▶ [YOUR INSTRUCTIONS]: Reproduce every one of the records below word for word, but leave the pictures out of your answer.

========

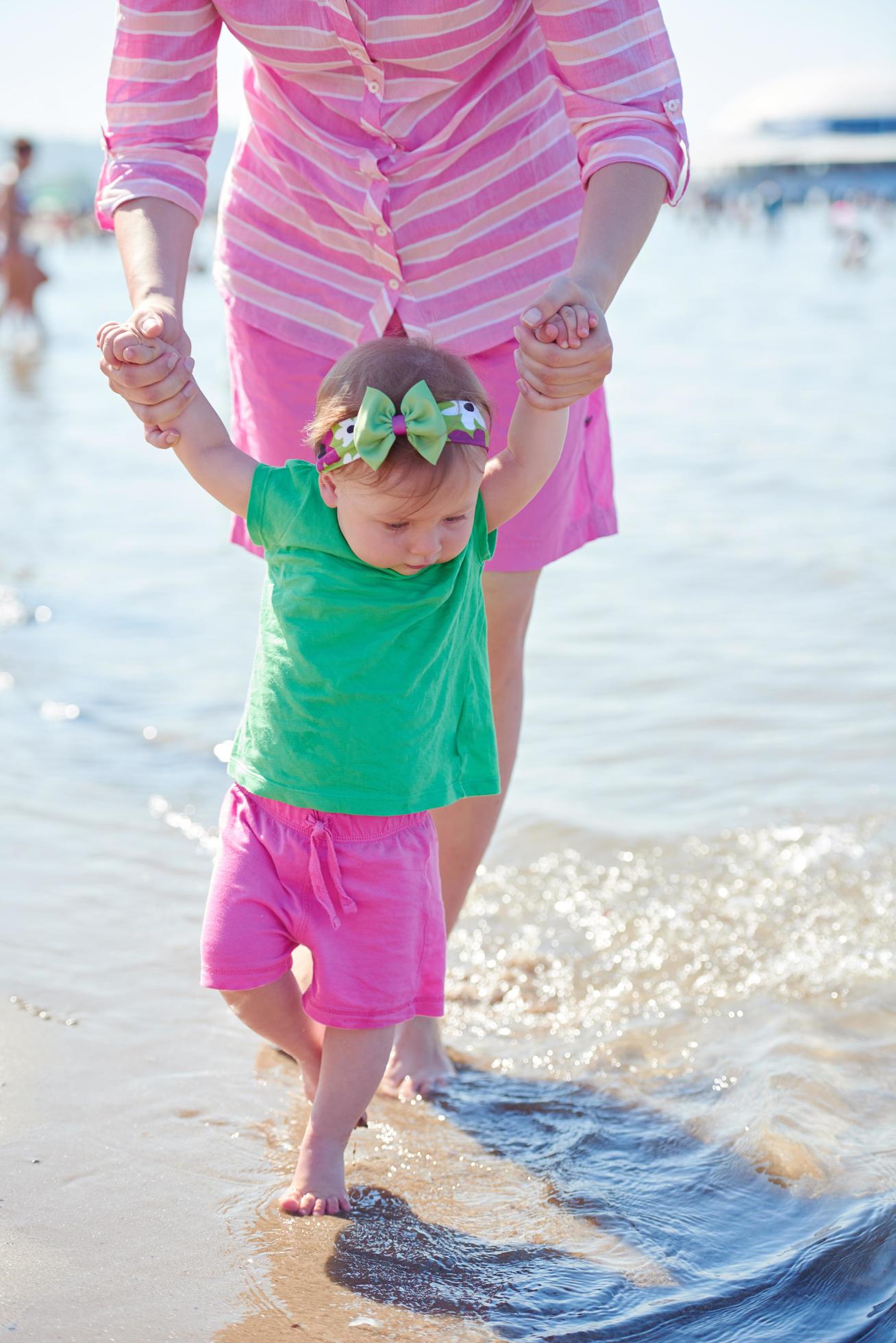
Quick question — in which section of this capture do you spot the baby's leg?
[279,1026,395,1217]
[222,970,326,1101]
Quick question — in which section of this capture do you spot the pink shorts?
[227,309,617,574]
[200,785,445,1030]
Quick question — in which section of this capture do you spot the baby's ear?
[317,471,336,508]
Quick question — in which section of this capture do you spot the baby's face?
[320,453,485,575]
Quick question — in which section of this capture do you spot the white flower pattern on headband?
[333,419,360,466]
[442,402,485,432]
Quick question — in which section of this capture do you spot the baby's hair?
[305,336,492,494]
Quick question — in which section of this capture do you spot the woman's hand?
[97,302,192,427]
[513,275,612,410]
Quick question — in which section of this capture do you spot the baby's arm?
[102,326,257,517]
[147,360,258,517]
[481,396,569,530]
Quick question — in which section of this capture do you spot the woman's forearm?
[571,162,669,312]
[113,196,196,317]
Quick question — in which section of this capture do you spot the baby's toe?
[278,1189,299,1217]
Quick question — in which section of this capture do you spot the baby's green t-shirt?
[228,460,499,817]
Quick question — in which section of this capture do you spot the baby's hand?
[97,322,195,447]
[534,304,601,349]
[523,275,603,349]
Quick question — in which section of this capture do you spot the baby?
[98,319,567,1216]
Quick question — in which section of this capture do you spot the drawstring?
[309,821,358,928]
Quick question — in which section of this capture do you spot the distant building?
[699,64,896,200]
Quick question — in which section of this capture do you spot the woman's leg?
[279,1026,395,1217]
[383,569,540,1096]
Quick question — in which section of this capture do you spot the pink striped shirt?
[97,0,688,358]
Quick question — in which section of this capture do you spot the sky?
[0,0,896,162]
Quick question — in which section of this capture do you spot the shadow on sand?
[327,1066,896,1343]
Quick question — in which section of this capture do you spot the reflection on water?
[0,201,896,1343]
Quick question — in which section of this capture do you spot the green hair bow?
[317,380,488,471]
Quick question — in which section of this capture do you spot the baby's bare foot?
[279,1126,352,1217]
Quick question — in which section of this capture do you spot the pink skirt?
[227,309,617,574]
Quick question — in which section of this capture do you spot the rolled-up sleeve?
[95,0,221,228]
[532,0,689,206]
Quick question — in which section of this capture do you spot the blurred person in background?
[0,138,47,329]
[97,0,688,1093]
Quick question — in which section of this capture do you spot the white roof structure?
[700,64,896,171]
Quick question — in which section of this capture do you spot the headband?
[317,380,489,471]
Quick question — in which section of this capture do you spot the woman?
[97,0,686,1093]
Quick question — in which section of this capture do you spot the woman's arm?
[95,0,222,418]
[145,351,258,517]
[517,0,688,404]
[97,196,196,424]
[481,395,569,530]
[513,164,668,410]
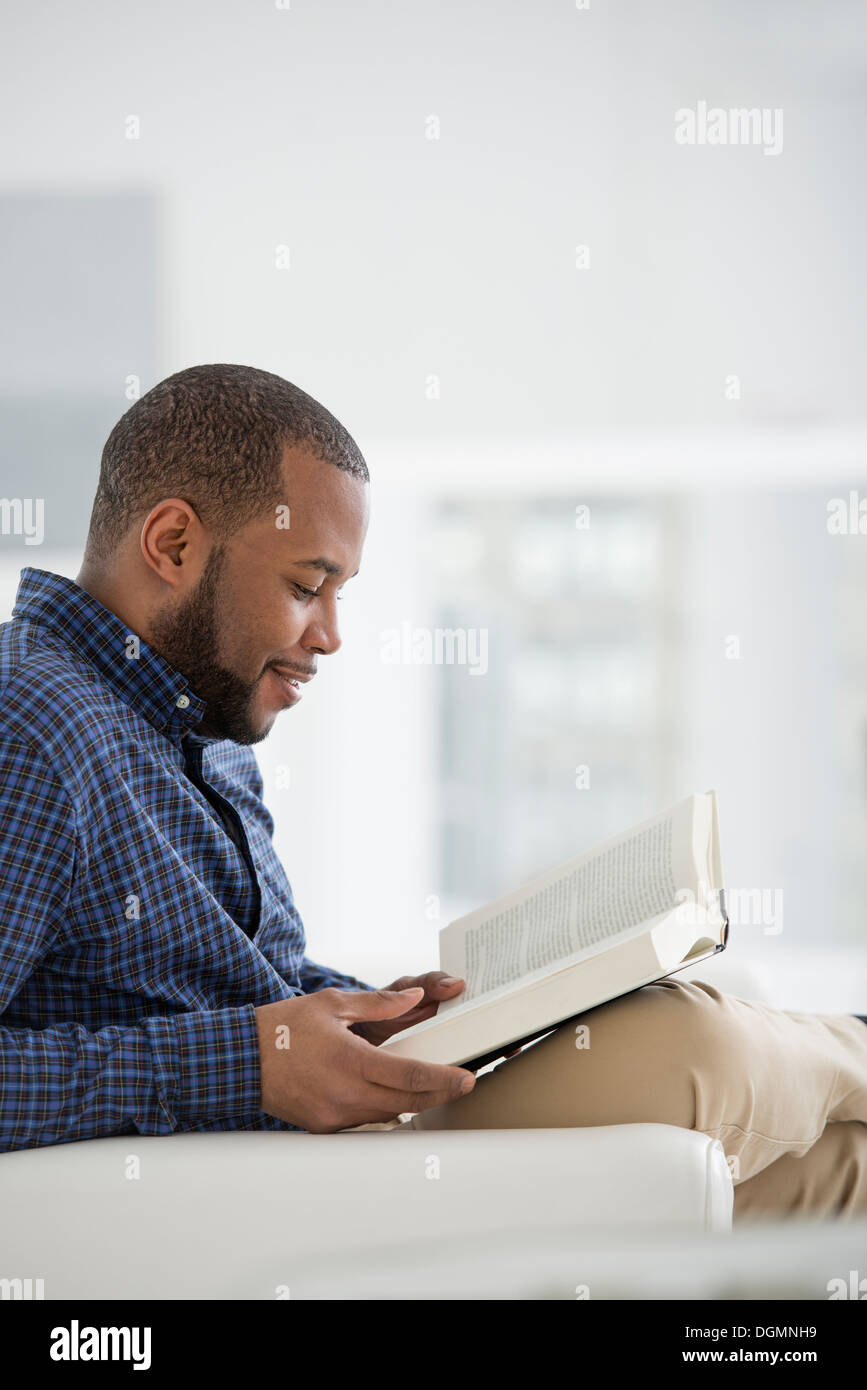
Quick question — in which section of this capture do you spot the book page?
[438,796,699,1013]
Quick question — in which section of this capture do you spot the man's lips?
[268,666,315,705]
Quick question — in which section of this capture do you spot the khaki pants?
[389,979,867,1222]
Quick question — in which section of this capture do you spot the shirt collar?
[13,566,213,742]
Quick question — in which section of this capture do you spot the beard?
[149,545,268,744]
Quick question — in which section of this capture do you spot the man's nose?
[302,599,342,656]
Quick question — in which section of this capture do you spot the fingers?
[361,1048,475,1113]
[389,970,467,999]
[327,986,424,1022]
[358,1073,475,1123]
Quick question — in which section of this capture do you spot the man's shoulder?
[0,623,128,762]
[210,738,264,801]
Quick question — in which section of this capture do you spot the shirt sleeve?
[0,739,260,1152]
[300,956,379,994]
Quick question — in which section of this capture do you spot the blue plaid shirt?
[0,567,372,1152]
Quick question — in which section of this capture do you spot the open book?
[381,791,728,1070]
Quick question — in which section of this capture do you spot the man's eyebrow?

========

▶ [SOLUTION FOR THIS PROBLEM]:
Quick question — in which section of this capture do you spot the baby's leg?
[279,1026,395,1217]
[222,970,326,1101]
Quick question — in which section of this capture do you spot the pink shorts?
[227,309,617,574]
[200,785,445,1030]
Quick question — in which section of this capture do you spot the baby's ear?
[317,471,336,508]
Quick question — in which section of this capture do you spot the baby's face?
[320,453,485,575]
Quick question — in which section of this capture do you spot the white flower pattern on headband?
[333,419,360,466]
[442,402,485,432]
Quick question — in which section of this capture do you spot the baby's hair?
[305,336,492,494]
Quick question — in which section of this capture do you spot the woman's hand?
[97,302,192,427]
[513,275,612,410]
Quick question — in which section of this capture do you spot the baby's arm?
[102,326,257,517]
[147,360,258,517]
[481,396,569,530]
Quick question — in which section of this capture do you spot the woman's forearm?
[571,162,669,312]
[113,196,196,317]
Quick question — in which section of this capture do you spot the baby's toe?
[278,1189,299,1217]
Quick question — in which section of this capture do you spot the baby's green t-shirt?
[228,460,499,817]
Quick question — in which section of this capture do you spot the baby's hand?
[97,322,195,447]
[534,304,601,349]
[523,275,603,349]
Quick question — in which section of this capture do you spot the baby?
[98,319,567,1216]
Quick question — in which section of this capture do you spot the drawstring?
[309,821,358,928]
Quick question — in which section of this capture do you spot the distant building?
[699,64,896,200]
Quick question — in which section of this capture do you spot the woman's leg?
[279,1026,395,1217]
[383,569,540,1096]
Quick question — in which section of this capture do you spot the pink striped shirt?
[97,0,688,358]
Quick question — in which section of this capture do you spot the sky?
[0,0,896,162]
Quick question — in which section of this capture do you spot the shadow on sand?
[327,1066,896,1343]
Quick question — in which section of this capture do you spot the reflection on water?
[0,201,896,1343]
Quick question — in which section of this capture do you spot the green hair bow?
[317,380,488,471]
Quick question — in which section of this capture do you spot the baby's bare foot?
[279,1126,352,1217]
Quick question — in which section of this capture do you spot the pink skirt?
[227,309,617,574]
Quick question — in which section of this capture do you spot the rolled-up sleeve?
[95,0,221,228]
[532,0,689,206]
Quick question — in which section of this capture do you spot the blurred person in background?
[0,138,47,329]
[97,0,688,1093]
Quick question — in which section of this capture do you spot the white roof structure?
[700,64,896,171]
Quick question — in which section of this capture do you spot the headband?
[317,380,489,471]
Quick question — in which section of this capture do you spot the woman?
[97,0,686,1093]
Quick question — in which section of this capture do you spot the woman's arm?
[95,0,222,418]
[145,351,258,517]
[517,0,688,404]
[97,196,196,424]
[481,395,569,530]
[513,164,668,410]
Quick question — in which section of this capture do you spot the book page?
[438,796,699,1013]
Quick question — in which section of this capture do you spot the man's lips?
[268,666,315,705]
Quick question — in which section of this capture do you spot the khaki pants?
[389,979,867,1222]
Quick question — in which section of this capture do you spot the shirt collar?
[13,566,213,742]
Quick question — in which section of this capture do you spot the beard?
[149,545,268,744]
Quick question — in which section of this capture do you spot the man's nose?
[302,599,342,656]
Quick question — in which section of this capture do you spot the fingers?
[361,1048,475,1113]
[389,970,467,999]
[327,986,424,1022]
[358,1073,475,1123]
Quick question — in which section of this capture do you spot the man's shoulder?
[0,623,128,762]
[210,738,264,801]
Quick question — in which section of this capture do you spot the shirt sleeve?
[0,739,260,1152]
[300,956,379,994]
Quick question — in which section of this capture do you spot the blue plaid shirt?
[0,567,372,1152]
Quick question — in which section of this capture do you spot the open book?
[381,791,728,1070]
Quick question — in which section of this capture do you spot the man's eyebrow?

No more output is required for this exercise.